## What this exercise asks
1. Reproduce the passage of the SSL callback discussion that begins at the words "It's not implausible" and stops after "be a possibility.".
2. Pick up the SSL callback discussion from its last sentence and continue it.

On 2013-09-13 13:15:34 -0400, Stephen Frost wrote:
> Andres,
>
> On Friday, September 13, 2013, Andres Freund wrote:
> >
> > It'd be interesting to replace the origin callbacks with one immediately
> > doing an abort() or similar to see whether they maybe are called after
> > they shouldn't be and from where.
> >
>
> Good thought. Got sucked into a meeting but once I'm out I'll try having
> the lock/unlock routines abort if they're called while ssl_open_connections
> is zero, which should not be happening, but seems like it is.

Hm. close_SSL() first does pqsecure_destroy() which will unset the
callbacks, and the count and then goes on to do X509_free() and
ENGINE_finish(), ENGINE_free() if either is used.

It's not implausible that one of those actually needs locking. I doubt
engines play a role here, but, without having looked at the testcase,
X509_free() might be a possibility.

## Recorded data
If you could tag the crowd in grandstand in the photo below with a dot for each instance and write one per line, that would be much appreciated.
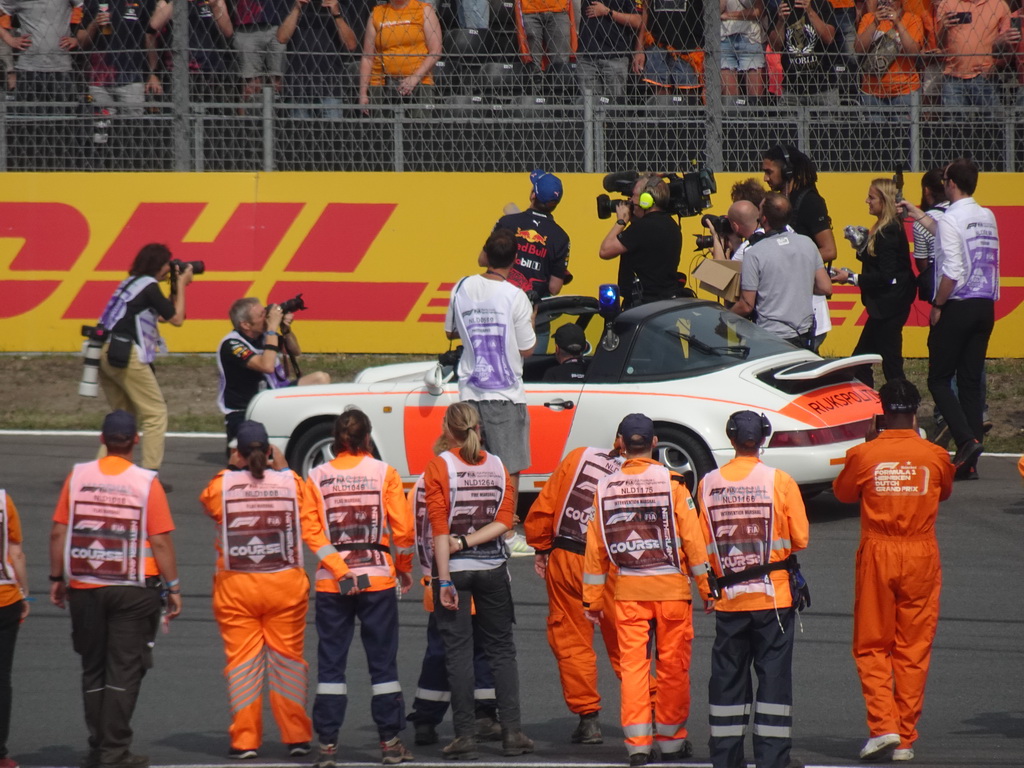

## Answers for this exercise
1.
It's not implausible that one of those actually needs locking. I doubt
engines play a role here, but, without having looked at the testcase,
X509_free() might be a possibility.

2.
Greetings,

Andres Freund

--
Andres Freund http://www.2ndQuadrant.com/
PostgreSQL Development, 24x7 Support, Training & Services


From: Stephen Frost <sfrost(at)snowman(dot)net>
To: Andres Freund <andres(at)2ndquadrant(dot)com>
Cc: Heikki Linnakangas <hlinnakangas(at)vmware(dot)com>, Vesa-Matti J Kari <vmkari(at)cc(dot)helsinki(dot)fi>, "pgsql-hackers(at)postgresql(dot)org" <pgsql-hackers(at)postgresql(dot)org>
Subject: Re: Strange hanging bug in a simple milter
Date: 2013-09-13 17:59:54
Message-ID: 20130913175954.GV2706@tamriel.snowman.net
Views: Raw Message | Whole Thread | Download mbox | Resend email
Lists: pgsql-hackers

* Andres Freund (andres(at)2ndquadrant(dot)com) wrote:
> On 2013-09-13 13:15:34 -0400, Stephen Frost wrote:
> > Good thought. Got sucked into a meeting but once I'm out I'll try having
> > the lock/unlock routines abort if they're called while ssl_open_connections
> > is zero, which should not be happening, but seems like it is.
>
> Hm. close_SSL() first does pqsecure_destroy() which will unset the
> callbacks, and the count and then goes on to do X509_free() and
> ENGINE_finish(), ENGINE_free() if either is used.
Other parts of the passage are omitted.